§ PROBLEM REQUIREMENTS: In the Thai chicken salad stuffed avocado recipe, how many avocados are used, and how are they prepared?

§ TEXT SEGMENT:
┌──
These thai chicken salad stuffed avocados are so delicious and perfect for a quick, healthy lunch! The shredded chicken is tossed in a sesame peanut lime sauce with bell peppers, red carnage, scallions, and cilantro. The avocados are then topped with extra herbs and chopped peanuts!

Course Lunch, Main Course
Cuisine Low Carb, Thai
Prep Time 20 minutes
Total Time 20 minutes
Servings 4
Author Molly | Spices in My DNA

Ingredients

  • 3 cups cooked, shredded chicken
  • 1/2 cup creamy peanut butter
  • 2 tablespoons rice wine vinegar
  • juice of 1 lime
  • 2 teaspoons freshly grated ginger
  • 1 clove garlic, minced
  • 1 teaspoon sesame oil
  • 1 teaspoon honey
  • 1 tablespoon soy sauce or coconut aminos
  • 1/4-1/2 cup hot water
  • 1/2 of a red bell pepper, diced
  • 1/2 of a yellow bell pepper, diced
  • 1 cup finely shredded red cabbage
  • 2 scallions, thinly sliced, plus extra for garnish
  • 1/4 cup cup chopped cilantro, plus extra for garnish
  • 1/4 cup chopped cashews or peanuts, plus extra for garnish
  • 3 avocados, halved and pitted
  • extra lime wedges for serving

Instructions

  1. Make the sauce. In a medium bowl, whisk together the peanut butter, rice wine vinegar, lime juice, ginger, garlic, sesame oil, honey, and coconut aminos until creamy. Add the water, starting with a ¼ cup, whisking until smooth. If it still seems too thick, add the remaining ¼ cup.

  2. Add sauce to chicken and stir to coat. Add the peppers, cabbage, scallions, cilantro, and cashews or peanuts and stir to combine.

  3. Stuff chicken salad mixture into avocados and garnish with extra scallions, cilantro, chopped cashews, and a squeeze of lime!
└──
§ DATA SHOWN:
┌──
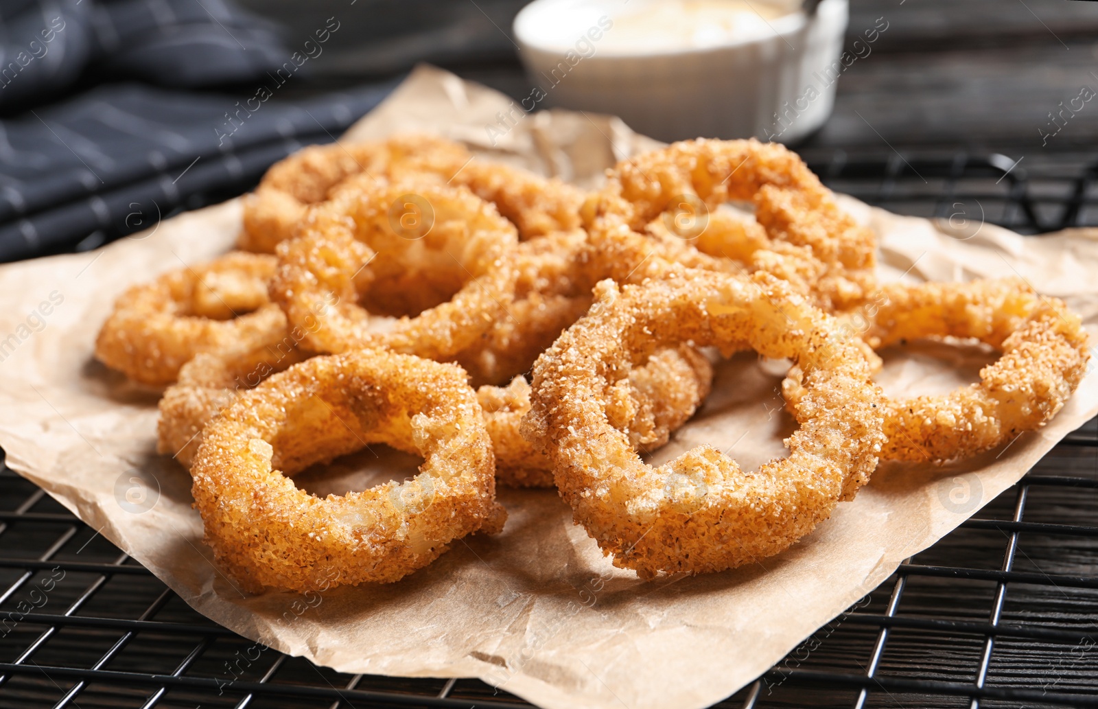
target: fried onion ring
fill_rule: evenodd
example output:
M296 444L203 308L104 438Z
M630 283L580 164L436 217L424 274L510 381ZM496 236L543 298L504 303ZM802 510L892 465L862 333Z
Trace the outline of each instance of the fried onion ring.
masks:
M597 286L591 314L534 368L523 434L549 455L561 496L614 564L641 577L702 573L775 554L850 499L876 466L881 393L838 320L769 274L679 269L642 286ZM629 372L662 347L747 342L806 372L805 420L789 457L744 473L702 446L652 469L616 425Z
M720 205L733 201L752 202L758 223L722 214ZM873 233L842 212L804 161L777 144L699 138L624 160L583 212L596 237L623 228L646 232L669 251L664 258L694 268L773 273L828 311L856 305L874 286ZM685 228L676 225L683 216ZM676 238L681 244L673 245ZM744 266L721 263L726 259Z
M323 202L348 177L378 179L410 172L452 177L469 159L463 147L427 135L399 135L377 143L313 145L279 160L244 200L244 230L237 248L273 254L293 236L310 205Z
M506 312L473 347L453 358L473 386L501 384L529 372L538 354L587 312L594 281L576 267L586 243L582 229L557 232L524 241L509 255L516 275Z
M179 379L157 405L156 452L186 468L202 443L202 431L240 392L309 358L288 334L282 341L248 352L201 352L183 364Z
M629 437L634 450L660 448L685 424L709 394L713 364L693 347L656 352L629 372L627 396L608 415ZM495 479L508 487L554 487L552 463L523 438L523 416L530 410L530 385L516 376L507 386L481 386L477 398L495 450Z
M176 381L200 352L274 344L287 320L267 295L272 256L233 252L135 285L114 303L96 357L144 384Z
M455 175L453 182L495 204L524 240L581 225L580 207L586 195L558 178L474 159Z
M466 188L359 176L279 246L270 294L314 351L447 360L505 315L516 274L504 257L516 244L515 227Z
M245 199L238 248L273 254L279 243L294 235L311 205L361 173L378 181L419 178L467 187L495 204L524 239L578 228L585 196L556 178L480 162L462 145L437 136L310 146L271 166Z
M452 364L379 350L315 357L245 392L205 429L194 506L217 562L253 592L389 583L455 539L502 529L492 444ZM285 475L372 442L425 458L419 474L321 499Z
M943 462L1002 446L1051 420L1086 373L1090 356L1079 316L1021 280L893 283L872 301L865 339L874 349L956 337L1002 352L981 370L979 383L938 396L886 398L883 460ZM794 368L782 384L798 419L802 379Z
└──
§ WRITTEN REPLY: Three avocados, halved and pitted.